» Your goal
Answer these questions from the text on compromise below:
(a) What date appears at the top?
(b) What name does the text give the centre ground?
(c) What has made even the concept of Britain feel compromised?

Sunday, 10 July 2011

Snowballs in July

Compromise.  It may be a dirty word, but we're told it's what reasonable people do.  Compromise - a means by which the intelligent can get things done.  But is it possible that as a result of extremist compromise, this week, the whole country has become a grey area?

There is a growing feeling that nobody is immune.  This week and puns aside, our biggest selling newspaper has folded, the wider press undergo trial by media, the police head for the dock and even the Prime Minister has his back to the wall over the compromises he has made.  He and the leaders of the other main parties have all pitched their tents on something called the centre ground.  Compromise HQ.

Britain has not ruled the waves for a long time, longer than many of us would care to admit but rarely has the country seemed so rudderless.  With the success of devolution, even the concept of Britain feels compromised.  The stale taste of financial crisis hangs in the air and with it has come a litany of 'distasteful but necessary' acts of governance.

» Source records
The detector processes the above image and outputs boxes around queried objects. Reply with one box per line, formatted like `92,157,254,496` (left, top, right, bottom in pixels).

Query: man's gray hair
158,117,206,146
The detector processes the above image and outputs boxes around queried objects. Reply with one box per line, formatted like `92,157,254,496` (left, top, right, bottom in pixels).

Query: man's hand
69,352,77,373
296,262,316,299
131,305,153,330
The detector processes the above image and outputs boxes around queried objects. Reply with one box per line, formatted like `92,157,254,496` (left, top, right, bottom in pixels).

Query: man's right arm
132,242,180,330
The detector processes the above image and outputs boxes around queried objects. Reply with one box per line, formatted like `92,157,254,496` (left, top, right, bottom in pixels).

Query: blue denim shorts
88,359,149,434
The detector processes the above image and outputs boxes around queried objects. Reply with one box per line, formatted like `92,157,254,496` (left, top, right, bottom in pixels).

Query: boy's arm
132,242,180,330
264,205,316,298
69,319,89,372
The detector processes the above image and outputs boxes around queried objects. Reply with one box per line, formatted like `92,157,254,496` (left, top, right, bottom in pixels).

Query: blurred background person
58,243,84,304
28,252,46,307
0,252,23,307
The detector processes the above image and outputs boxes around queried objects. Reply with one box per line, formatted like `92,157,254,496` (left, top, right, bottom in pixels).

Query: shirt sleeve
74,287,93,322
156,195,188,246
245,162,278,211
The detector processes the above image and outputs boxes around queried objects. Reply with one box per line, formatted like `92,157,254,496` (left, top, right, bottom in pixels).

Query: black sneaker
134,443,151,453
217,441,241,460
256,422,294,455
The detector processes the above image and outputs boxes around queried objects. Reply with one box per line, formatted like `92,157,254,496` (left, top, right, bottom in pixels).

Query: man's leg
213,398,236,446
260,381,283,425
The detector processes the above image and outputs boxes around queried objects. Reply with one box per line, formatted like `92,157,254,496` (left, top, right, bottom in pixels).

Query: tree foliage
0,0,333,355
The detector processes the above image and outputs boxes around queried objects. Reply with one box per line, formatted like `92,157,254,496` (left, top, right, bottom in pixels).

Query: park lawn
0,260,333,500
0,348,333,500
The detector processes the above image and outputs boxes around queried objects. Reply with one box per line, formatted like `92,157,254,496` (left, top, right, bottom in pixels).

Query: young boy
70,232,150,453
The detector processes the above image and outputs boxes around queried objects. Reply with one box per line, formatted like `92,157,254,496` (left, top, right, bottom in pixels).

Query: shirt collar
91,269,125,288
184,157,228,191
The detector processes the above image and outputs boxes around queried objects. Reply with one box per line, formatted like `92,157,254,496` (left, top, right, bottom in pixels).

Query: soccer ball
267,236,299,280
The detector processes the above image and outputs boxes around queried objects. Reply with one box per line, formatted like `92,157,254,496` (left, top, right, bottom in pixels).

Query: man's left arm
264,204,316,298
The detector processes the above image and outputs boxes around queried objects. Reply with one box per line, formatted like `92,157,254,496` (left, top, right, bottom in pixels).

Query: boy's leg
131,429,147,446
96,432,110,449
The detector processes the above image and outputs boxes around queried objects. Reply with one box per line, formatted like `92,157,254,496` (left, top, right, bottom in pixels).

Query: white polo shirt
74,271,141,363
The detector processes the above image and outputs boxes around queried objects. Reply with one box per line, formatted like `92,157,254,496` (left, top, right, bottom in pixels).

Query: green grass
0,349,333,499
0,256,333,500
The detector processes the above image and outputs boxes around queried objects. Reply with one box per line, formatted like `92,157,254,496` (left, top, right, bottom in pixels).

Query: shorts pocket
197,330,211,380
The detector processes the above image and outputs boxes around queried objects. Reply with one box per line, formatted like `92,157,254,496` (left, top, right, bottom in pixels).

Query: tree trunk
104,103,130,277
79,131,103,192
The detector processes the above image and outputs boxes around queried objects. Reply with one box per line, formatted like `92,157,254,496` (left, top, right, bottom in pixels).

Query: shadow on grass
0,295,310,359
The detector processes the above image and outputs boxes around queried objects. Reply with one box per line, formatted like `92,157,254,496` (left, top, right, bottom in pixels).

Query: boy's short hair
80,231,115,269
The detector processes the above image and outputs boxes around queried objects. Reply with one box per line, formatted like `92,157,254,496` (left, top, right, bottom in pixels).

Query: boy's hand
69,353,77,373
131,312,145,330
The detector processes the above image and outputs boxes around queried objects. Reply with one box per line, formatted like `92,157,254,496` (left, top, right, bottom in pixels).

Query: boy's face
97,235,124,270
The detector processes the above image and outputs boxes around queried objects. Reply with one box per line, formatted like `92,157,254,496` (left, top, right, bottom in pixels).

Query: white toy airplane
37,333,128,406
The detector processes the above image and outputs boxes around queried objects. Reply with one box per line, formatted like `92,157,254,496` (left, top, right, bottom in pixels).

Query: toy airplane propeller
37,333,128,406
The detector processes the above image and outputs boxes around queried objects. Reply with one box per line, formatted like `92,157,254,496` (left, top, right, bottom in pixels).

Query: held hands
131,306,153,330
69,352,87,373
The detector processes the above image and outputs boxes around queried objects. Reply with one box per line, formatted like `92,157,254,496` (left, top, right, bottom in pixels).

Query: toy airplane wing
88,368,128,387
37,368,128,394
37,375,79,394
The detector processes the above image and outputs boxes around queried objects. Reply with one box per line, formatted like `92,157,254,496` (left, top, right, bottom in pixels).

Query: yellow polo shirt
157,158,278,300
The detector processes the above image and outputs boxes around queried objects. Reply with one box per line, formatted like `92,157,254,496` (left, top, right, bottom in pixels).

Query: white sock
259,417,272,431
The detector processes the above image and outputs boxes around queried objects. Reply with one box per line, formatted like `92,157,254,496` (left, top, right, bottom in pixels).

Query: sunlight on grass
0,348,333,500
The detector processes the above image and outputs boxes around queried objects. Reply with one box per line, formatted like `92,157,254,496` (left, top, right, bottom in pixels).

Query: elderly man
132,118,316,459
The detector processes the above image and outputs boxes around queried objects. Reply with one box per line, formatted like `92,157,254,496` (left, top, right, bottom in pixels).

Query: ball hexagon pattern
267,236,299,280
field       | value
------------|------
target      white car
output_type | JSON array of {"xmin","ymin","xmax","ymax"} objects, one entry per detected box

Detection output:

» Exercise answer
(a) Sunday, 10 July 2011
(b) Compromise HQ
(c) The success of devolution